• [What you will do]:
**1.** Answer these questions using the blog post about John Irving's novel In One Person:
(a) According to the post, which of Irving's novels is In One Person by number?
(b) Who is the narrator's stepfather?
(c) Which of Bill's novels is Richard commenting on?
**2.** Continue the blog post about John Irving's novel In One Person from its last line.
══ Selected extract ══
Friday, July 27, 2012

Tolerating Intolerence?

I just finished reading John Irving's thirteenth novel, In One Person. Irving's website says this is the most political of his novels since A Prayer for Owen Meany or The Cider House Rules but for my money it's not even close to being as good. In fact, I definitely enjoyed The World According To Garp, A Widow for One Year, A Son of the Circus, and Last Night in Twisted River much more than this one. Even so, a mediocre Irving novel is never a waste of time, in my estimation.

I'm left pondering a conversation between the narrator, a bisexual man named Bill, and his stepfather, Richard. Richard is commenting on Bill's third novel and says, "...the same old themes, but better done - the pleas for tolerance never grow tiresome, Bill. Of course, everyone is intolerant of something or someone. You know what you're intolerant of, Bill?"  Richard asked me.

"What would that be, Richard?"
═══
══ Record extracts ══
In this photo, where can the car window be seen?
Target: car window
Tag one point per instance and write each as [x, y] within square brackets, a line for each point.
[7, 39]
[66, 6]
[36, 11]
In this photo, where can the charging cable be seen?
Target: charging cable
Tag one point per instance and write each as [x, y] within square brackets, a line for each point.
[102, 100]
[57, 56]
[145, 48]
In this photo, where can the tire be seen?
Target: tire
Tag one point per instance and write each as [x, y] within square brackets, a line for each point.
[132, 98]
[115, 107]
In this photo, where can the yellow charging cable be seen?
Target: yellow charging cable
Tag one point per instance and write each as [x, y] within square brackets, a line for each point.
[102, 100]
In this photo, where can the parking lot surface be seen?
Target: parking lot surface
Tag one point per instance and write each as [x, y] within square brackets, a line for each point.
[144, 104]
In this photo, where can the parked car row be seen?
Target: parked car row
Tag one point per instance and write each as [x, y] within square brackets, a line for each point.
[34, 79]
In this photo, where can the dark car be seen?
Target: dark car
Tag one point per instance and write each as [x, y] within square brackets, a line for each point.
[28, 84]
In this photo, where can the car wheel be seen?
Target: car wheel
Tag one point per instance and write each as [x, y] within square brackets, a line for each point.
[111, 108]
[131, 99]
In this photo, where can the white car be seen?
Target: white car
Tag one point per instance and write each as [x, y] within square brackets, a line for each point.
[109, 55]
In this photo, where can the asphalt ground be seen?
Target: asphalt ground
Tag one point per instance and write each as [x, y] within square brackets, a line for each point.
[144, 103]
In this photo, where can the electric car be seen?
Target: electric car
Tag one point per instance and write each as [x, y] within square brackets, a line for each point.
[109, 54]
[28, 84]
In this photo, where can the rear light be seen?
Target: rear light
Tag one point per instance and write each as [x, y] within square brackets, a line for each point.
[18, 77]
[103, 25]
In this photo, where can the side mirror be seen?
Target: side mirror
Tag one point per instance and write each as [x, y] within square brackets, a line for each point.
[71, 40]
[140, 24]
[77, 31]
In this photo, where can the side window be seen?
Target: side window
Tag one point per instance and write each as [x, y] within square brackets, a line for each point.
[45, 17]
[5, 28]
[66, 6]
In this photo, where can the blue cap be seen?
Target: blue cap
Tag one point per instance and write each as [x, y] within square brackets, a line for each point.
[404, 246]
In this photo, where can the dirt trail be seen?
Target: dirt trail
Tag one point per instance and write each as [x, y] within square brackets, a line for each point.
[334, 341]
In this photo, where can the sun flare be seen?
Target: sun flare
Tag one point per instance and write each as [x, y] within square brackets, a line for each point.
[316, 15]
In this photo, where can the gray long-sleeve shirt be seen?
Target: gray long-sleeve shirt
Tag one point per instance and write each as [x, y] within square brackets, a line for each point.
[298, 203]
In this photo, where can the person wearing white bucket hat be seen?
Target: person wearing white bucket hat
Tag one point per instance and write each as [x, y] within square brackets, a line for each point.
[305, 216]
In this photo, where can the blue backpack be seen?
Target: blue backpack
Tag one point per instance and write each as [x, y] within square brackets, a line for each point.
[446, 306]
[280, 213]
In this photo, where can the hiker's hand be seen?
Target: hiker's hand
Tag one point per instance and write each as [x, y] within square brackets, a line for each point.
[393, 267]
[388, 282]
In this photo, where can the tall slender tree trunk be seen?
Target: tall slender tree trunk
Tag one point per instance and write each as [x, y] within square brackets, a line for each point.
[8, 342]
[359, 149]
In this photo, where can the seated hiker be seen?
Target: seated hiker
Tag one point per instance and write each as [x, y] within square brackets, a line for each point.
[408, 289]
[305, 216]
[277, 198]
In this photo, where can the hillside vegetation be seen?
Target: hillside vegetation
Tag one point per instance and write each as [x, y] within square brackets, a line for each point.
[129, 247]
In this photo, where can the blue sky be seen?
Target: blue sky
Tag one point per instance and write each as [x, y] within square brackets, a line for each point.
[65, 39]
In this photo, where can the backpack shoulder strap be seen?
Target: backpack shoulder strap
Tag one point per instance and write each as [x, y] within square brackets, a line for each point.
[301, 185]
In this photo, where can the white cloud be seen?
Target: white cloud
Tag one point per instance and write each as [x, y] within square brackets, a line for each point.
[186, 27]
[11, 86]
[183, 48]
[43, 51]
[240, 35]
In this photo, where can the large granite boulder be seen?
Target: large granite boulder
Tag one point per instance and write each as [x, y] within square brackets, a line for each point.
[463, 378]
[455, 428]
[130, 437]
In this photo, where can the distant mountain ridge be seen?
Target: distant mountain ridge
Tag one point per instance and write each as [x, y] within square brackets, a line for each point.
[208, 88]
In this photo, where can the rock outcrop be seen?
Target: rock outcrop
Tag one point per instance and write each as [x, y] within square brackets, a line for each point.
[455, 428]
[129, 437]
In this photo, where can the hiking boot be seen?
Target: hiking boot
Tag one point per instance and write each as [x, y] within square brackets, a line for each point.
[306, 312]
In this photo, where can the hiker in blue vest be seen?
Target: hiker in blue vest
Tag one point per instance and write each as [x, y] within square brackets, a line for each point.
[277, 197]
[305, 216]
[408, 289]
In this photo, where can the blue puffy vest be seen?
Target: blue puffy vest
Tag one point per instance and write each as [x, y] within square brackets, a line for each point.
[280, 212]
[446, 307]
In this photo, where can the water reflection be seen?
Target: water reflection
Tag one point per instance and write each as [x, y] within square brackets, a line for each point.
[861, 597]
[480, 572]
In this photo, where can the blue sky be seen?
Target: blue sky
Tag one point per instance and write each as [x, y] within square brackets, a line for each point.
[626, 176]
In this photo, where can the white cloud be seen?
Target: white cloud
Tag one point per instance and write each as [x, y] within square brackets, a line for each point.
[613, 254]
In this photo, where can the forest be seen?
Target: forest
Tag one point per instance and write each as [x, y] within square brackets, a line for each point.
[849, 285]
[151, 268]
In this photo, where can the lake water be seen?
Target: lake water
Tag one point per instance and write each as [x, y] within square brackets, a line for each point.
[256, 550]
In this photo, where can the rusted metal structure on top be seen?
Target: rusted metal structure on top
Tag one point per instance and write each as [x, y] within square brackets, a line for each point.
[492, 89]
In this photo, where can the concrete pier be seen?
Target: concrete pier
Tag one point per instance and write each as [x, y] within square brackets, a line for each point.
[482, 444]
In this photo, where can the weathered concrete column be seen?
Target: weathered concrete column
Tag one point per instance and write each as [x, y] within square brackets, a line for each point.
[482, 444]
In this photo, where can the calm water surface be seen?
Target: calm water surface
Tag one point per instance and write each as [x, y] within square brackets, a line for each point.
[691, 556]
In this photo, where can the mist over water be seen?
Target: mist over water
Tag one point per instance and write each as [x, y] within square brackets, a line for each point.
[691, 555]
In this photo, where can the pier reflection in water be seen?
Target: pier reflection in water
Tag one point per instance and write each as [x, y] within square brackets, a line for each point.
═══
• [Answers given]:
**1.**
(a) It is his thirteenth novel.
(b) Richard is the narrator's stepfather.
(c) Richard is commenting on Bill's third novel.

**2.**
"You're intolerant of intolerance - aren't you, Bill?"

"Isn't that a good thing to be intolerant of?" I asked him.

"And you are proud of your intolerance, too, Bill!" Richard cried.

(pages 309-310)

I am probably guilty of the same intolerance of intolerance. But as a pastoral leader, I think about it often. What are the limits of inclusion in a Christian community, or any community? Is it possible to tolerate, and even welcome and love, the intolerant, the uninformed, the bigoted ones who would limit God's goodness and God's grace?

If radical hospitality is our goal, than how do we make space at the table even for the intolerant ones?  And if we don't, then how are we any different?


  1. Here's another layer to this conundrum:
    In education, the key phrase is "zero tolerance" --for bullying, drugs, etc. You would think this would be a good thing, but recently there has been much discussion about whether or not this policy is working.

  2. WWJD?

    Probably invite all into His church, try to educate them, and pray for a change of heart.

    An intolerant label works in the abstract, but takes on a different meaning when it applies to ourselves, our friends, our relatives, and others in our faith community.

    Probably the larger question is what do we do when we encounter intolerance in our daily lives? Do we try to change that? Or do we just look the other way and pretend we didn't hear that slur or bitter remark and hence the intolerance grows or is reinforced?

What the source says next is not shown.